Texte:
□ □ □ □

Le vote ne doit pas être faussé comme cela a pu être le cas par le passé



Entretien avec Henri Emmanuelli, député des Landes, paru dans le quotidienLe Monde daté du 27 novembre 2004
Propos recueillis par Isabelle Mandraud et Caroline Monnot


 

A cinq jours du référendum du PS sur la Constitution européenne, mercredi 1er décembre, dans quel état d'esprit êtes-vous ?
Si l'on reste sur la question posée, si les socialistes se sentent libres de voter en dehors de toute dramatisation, le " non " l'emportera car l'orientation libérale de l'Europe ne leur convient pas.

Mais je constate qu'à chaque fois que les militants sont consultés, on essaie de peser sur eux en déplaçant la question. Lors de notre dernier congrès à Dijon, c'était déjà le cas. Cette fois, c'est dans l'ensemble du pays qu'une pression énorme s'exerce. Certains ont même évoqué un hiver nucléaire pour l'Europe ! Restons sérieux...

Vous envoyez des " scrutateurs " dans les sections le soir du vote. Que craignez-vous ?
Nous souhaitons que le scrutin se passe dans les meilleures conditions. Et d'ailleurs, les partisans du " oui " envoient aussi des scrutateurs. Nous voulons que le vote ne soit pas faussé comme cela a pu être le cas dans le passé.

A quoi faites-vous allusion ?
Pour le congrès de Dijon, dans certains endroits, le taux de participation ne correspondait pas à la réalité. Il a été quelque peu amélioré d'après les informations que j'ai recueillies auprès de ceux qui étaient aux responsabilités au niveau national...

Pourquoi n'avoir jamais tenu une réunion publique avec Laurent Fabius au cours de la campagne puisque vous partagez les mêmes arguments ?
Je réponds très clairement : on essaie de fausser le scrutin en passant de la question européenne à la question présidentielle. Les partisans du " oui " n'ont qu'une idée en tête, celle de la collusion des minorités du PS et de Laurent Fabius pour faire une nouvelle majorité ou celle du choix d'un candidat. C'est un piège grossier. Je suis heureux que Laurent Fabius ait fait le choix du " non ", mais j'aurais préféré que l'ensemble de la direction fasse le même.

Si le " oui " l'emportait au PS, vous estimez qu'il y aura une deuxième manche au moment du référendum national ?
Appelez ça comme vous voudrez. Le pire pour le PS serait que le parti dise " oui " et que la France, quelques mois plus tard, réponde " non ". C'est un risque majeur.

Par ailleurs, comment adopterait-on en 2005 une Constitution libérale pour expliquer un an après, dans la perspective de 2007, qu'on a un projet différent ? Pierre Mauroy disait encore, il y a quinze jours, que cette Constitution baignait dans le libéralisme...

Qu'est-ce qu'il y a de libéral dans cette Constitution, selon vous ?

□ □ □ □

Extrait des données:
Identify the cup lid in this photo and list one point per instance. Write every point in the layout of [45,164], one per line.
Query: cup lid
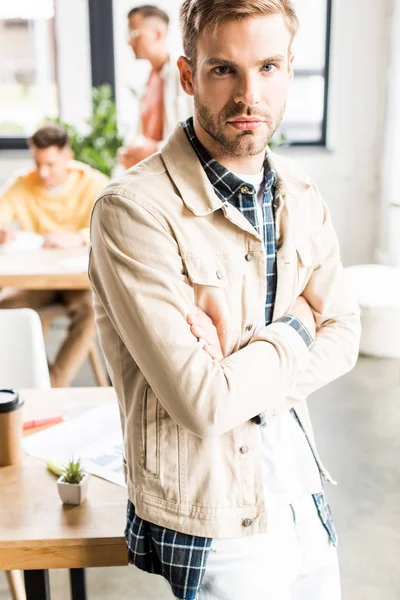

□ □ □ □

Consignes:
1) Dans l'entretien, remplacez "scrutateurs" par "observateurs", depuis "Vous envoyez des" jusqu'à "les mêmes arguments ?" inclus.
2) D'après l'entretien, pourquoi le « non » l'emporterait-il au référendum du PS si les militants votaient librement ? Répondez en une ou deux phrases.
Le matériel présenté provient d'une autre source que le texte.

Corrigés:
1)
Vous envoyez des " observateurs " dans les sections le soir du vote. Que craignez-vous ?
Nous souhaitons que le scrutin se passe dans les meilleures conditions. Et d'ailleurs, les partisans du " oui " envoient aussi des observateurs. Nous voulons que le vote ne soit pas faussé comme cela a pu être le cas dans le passé.

A quoi faites-vous allusion ?
Pour le congrès de Dijon, dans certains endroits, le taux de participation ne correspondait pas à la réalité. Il a été quelque peu amélioré d'après les informations que j'ai recueillies auprès de ceux qui étaient aux responsabilités au niveau national...

Pourquoi n'avoir jamais tenu une réunion publique avec Laurent Fabius au cours de la campagne puisque vous partagez les mêmes arguments ?

2) Si les socialistes s'en tiennent à la question posée et votent sans dramatisation, le « non » l'emportera parce que l'orientation libérale de l'Europe ne leur convient pas.